Input data start

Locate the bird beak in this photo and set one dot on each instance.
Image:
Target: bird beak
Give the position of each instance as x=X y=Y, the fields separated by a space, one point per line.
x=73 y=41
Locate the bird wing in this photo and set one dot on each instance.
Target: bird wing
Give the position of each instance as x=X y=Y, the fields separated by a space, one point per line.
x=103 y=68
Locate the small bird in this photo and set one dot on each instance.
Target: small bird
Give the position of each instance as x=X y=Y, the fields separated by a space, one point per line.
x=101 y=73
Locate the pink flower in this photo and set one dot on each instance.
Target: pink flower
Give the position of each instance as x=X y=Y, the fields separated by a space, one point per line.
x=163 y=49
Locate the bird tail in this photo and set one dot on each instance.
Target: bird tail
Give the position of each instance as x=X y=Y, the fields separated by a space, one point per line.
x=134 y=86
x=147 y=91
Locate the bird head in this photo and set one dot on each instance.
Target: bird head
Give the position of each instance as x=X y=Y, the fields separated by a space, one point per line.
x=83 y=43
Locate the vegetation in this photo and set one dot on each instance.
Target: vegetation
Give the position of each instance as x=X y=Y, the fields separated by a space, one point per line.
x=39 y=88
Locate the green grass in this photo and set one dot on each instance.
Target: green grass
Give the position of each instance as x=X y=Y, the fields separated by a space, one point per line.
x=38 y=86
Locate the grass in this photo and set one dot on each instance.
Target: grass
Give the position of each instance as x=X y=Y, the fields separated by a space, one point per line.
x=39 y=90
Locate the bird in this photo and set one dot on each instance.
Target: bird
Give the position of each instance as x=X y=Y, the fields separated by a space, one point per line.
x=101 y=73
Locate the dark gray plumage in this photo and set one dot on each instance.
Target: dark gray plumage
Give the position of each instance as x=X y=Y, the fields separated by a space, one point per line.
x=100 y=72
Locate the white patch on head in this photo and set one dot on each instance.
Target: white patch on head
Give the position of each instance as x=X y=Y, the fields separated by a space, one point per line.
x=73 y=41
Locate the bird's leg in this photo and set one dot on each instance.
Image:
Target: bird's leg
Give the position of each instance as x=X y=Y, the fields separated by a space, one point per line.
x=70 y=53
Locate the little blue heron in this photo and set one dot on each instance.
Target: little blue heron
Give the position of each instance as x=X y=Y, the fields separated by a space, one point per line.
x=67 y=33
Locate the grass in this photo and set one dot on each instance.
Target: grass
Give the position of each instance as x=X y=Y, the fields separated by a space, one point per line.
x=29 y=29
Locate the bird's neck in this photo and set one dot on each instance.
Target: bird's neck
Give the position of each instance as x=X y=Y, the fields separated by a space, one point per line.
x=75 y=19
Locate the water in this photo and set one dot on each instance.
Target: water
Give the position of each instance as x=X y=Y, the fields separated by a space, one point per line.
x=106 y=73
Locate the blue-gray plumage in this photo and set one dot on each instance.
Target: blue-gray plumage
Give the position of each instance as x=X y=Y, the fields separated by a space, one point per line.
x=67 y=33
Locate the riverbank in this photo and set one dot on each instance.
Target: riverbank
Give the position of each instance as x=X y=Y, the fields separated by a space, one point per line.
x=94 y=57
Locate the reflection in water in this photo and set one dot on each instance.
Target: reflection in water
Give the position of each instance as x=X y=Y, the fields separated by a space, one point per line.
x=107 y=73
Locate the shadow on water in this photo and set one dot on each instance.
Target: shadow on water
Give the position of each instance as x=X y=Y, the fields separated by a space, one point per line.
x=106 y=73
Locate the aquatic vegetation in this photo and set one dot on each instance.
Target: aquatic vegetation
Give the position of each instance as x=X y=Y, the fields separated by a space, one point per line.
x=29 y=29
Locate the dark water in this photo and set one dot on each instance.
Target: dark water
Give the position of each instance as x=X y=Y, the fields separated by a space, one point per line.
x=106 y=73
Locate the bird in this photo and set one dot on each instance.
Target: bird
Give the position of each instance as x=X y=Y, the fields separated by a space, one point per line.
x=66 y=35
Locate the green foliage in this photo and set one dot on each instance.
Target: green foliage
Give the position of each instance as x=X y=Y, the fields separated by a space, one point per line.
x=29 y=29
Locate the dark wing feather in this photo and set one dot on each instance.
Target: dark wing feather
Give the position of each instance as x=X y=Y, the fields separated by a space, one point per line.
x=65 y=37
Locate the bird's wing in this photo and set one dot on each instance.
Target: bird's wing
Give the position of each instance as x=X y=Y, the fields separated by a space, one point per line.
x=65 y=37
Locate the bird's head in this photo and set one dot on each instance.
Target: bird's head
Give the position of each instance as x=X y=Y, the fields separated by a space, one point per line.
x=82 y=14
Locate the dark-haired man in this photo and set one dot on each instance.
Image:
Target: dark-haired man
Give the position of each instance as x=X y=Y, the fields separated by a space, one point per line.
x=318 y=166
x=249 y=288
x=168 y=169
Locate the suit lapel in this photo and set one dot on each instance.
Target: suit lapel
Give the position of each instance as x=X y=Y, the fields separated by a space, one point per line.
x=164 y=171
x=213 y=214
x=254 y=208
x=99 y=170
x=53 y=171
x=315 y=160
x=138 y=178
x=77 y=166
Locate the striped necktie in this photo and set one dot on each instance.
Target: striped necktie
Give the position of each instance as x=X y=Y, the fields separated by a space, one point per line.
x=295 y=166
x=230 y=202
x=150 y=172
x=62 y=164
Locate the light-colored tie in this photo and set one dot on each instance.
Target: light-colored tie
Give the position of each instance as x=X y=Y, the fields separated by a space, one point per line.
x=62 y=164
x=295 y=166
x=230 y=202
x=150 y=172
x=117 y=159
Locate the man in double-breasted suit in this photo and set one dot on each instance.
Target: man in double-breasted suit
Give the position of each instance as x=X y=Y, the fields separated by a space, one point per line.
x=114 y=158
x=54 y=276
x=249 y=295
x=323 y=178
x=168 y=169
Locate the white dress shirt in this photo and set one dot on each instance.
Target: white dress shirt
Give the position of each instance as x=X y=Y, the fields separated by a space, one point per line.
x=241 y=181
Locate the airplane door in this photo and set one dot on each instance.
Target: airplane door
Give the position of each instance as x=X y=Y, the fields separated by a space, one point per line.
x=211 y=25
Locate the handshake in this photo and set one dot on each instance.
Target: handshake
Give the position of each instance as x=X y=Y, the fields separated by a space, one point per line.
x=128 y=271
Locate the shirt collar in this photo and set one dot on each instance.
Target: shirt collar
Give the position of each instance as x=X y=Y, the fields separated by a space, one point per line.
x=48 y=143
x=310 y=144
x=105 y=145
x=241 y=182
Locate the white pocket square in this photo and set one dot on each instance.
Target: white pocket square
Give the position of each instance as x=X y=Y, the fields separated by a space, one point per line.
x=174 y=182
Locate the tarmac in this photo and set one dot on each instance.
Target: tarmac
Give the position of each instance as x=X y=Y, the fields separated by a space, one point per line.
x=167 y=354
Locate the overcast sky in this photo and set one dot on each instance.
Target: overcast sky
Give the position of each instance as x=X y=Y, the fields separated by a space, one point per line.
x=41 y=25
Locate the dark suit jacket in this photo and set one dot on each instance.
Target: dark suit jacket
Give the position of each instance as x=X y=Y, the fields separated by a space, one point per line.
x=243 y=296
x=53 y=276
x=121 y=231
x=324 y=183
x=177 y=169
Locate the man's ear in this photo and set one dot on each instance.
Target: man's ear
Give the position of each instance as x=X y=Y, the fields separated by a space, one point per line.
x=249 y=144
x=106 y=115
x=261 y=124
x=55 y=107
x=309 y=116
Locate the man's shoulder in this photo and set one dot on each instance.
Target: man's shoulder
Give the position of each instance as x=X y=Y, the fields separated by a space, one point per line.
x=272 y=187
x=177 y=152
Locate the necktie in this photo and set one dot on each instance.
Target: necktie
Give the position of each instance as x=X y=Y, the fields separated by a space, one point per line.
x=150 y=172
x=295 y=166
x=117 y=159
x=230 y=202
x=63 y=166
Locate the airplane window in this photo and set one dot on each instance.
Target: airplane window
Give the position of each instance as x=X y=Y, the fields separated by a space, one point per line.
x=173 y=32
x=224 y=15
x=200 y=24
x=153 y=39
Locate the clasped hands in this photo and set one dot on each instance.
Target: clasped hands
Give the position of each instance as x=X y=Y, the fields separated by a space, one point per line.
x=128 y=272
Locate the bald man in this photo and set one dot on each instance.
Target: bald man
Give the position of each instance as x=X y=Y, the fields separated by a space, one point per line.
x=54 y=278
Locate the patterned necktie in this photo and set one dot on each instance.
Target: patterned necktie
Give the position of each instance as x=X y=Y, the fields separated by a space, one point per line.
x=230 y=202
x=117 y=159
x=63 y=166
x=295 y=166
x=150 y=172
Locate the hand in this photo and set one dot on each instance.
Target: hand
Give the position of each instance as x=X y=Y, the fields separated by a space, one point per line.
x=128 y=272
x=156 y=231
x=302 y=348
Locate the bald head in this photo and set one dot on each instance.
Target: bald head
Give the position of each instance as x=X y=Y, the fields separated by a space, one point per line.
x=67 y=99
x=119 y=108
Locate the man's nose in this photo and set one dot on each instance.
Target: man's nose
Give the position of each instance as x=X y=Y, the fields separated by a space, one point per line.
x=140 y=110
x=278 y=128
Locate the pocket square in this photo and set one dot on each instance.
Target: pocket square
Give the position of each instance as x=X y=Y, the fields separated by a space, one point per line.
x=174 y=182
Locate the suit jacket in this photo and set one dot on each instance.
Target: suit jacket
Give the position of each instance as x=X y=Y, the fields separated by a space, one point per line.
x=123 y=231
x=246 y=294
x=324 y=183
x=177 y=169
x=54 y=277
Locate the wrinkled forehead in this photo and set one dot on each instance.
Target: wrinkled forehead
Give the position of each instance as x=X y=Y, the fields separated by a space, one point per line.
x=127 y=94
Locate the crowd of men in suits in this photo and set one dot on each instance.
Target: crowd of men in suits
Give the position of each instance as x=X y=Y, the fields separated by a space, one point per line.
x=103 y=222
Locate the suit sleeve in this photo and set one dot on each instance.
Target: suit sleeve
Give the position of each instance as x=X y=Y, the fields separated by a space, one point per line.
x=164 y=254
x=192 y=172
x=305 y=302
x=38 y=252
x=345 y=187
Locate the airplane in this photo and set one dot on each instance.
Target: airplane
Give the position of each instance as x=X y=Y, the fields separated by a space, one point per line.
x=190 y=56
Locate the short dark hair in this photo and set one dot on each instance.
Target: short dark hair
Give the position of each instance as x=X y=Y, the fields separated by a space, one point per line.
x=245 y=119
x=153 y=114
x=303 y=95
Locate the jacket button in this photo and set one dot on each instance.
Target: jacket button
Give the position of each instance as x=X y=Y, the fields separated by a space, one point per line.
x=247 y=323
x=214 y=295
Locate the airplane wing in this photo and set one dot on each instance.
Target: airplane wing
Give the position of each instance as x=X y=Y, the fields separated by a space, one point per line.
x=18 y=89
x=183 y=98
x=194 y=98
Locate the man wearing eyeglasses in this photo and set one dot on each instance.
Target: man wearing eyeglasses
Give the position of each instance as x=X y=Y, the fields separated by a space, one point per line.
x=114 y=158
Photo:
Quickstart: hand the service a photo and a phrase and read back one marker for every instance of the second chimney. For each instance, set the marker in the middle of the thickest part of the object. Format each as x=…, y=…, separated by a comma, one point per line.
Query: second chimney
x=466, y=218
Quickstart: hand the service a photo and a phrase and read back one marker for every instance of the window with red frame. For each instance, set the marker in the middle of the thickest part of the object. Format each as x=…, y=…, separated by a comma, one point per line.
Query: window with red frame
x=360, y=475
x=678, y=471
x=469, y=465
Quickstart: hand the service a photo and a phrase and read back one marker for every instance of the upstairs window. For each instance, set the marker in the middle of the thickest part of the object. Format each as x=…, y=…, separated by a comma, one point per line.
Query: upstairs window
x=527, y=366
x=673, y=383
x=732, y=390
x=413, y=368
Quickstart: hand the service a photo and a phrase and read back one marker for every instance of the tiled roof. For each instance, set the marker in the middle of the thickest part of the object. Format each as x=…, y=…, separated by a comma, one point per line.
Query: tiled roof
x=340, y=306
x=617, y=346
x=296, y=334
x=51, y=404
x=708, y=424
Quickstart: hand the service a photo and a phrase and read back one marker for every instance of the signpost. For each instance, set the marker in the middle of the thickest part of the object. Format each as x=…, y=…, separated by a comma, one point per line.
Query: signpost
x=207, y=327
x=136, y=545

Input data end

Reproduce the lines word for word, starting at the one holding "of the tiled" and ending at the final line of the material above.

Response -
Quickstart: hand the service a photo and a phrase and read back one marker for every instance of the tiled roof. For each instance, set the marker in the middle of the thickest part of the object. Format each as x=…, y=…, separated by a comma, one point per line.
Query: tiled roof
x=340, y=306
x=617, y=346
x=296, y=334
x=51, y=404
x=708, y=424
Quickstart: hand the service a photo and a phrase and read back one marker for every instance of the signpost. For each instance, set the marker in the middle of the thickest part of the object. Format each as x=…, y=…, separated by a comma, one point per line.
Query: signpost
x=207, y=327
x=136, y=545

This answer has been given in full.